According to the passage about Sig, how many people were recruited for the field study, and how long were they asked to use Sig each day?

• EXCERPTED PASSAGE
● ● ●

Profile page. Whenever a user visits another account profile page, Sig computes S3s (here toxicity and misinformation spreading behavior) by fetching up to 200 tweets and running the algorithms on them. If at least one of an account’s S3s is over the threshold the user has set (Figure 6), then the border of the profile page turns red to warn the user (Figure 3).
Notification and Timeline. Sig also shows S3s on the notification page, as it is the main way users become aware of interactions with other accounts. As shown in Figure 4, the profile’s border indicates the current state of Sig. When the border is blue and double lined, it indicates that Sig is computing S3s for that account. When the border turns red, it means that there is at least one S3 triggered (e.g., either the account is likely to be toxic or spreading misinformation). If the blue border disappears and no further changes happen on the profile image, it indicates that Sig finished computing. When a person is scrolling down in the timeline, S3s are computed in real time and visualized by coloring the profile image’s borders.
Findings from the Field Study
For our field study, we focused on Twitter. We recruited 11 people who frequently use Twitter and asked them to use Sig while browsing Twitter for at least 30 minutes per day, over at least four days. Below are some of the findings of our field study.
1. S3s vs. Current social signals
Perhaps the most intriguing finding was that Sig identified accounts that are verified or that have a lot of followers — main examples of existing social signals on social platforms — as toxic or misinformation spreading. For instance, one participant encountered a politician’s account which was recommended by Twitter’s algorithm. It had a blue verification badge but Sig flagged it as spreading misinformation. The participant said it made him realize that the politician “had an agenda they were pushing”. Such examples show that compared to the current social signals (which are easy to manipulate), S3s can provide accurate information about accounts.
“It was like I figured, cause she had a blue check mark and everything, I figured, and she’s a politician so it’s kind of funny when you see that [flagged by Sig as misinformation spreading].”
2. Augmenting social decision-making
Despite the fact that we did not encourage participants to use Sig to follow, mute, or block accounts, many participants used Sig to make social decisions on stranger accounts. And our results show that participants liked that they could make their own decisions based on Sig.
“Double check to see if the flagged tweets matched up with what I thought was a problem, which it usually did […] sometimes I’d mute or block them preemptively.”
3. Reducing time and effort to get account information
Six participants noted that Sig was fast in pulling information from post history — reducing cost (time and effort). All participants liked the popup pulling and showing up to five tweets (Figure 5) as it let them quickly see the reason behind Sig’s flagging. Otherwise one would have to manually scroll down to read tweets.

● ● ●

• DATA SHOWN

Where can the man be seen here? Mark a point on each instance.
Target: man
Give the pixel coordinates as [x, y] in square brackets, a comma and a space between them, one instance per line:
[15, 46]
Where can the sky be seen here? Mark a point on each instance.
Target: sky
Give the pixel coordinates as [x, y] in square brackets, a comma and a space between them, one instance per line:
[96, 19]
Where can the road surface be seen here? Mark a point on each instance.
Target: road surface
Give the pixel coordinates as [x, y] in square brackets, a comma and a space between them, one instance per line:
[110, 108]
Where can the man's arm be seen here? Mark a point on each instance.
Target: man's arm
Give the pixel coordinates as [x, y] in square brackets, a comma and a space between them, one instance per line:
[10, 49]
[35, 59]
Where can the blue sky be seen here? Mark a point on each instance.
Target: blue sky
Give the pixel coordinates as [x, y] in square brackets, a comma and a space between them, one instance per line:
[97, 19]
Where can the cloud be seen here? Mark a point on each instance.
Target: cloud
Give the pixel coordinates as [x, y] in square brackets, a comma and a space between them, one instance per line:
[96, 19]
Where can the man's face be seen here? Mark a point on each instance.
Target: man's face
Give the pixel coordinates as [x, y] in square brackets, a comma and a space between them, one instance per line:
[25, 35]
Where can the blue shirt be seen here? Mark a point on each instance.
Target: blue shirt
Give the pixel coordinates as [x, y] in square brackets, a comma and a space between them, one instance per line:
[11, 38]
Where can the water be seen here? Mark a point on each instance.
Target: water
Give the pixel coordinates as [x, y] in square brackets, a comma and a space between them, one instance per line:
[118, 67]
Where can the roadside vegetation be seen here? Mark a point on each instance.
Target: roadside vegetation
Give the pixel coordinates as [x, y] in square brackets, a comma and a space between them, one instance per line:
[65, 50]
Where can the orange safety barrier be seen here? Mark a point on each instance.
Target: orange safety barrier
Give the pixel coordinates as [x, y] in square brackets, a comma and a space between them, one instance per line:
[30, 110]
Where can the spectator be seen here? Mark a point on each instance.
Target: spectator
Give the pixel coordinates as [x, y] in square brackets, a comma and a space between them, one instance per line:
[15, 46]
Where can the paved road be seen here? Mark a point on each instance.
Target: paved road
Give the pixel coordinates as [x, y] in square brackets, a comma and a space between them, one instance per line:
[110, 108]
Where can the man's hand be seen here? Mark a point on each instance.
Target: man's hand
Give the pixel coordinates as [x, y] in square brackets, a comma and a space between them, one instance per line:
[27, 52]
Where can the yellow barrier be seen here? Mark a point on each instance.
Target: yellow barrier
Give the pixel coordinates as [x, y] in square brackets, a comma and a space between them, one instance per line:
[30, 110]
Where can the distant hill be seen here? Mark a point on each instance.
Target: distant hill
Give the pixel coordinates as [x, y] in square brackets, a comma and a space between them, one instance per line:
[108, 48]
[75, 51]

● ● ●

• REPLY
Eleven frequent Twitter users were recruited and asked to use Sig for at least 30 minutes per day.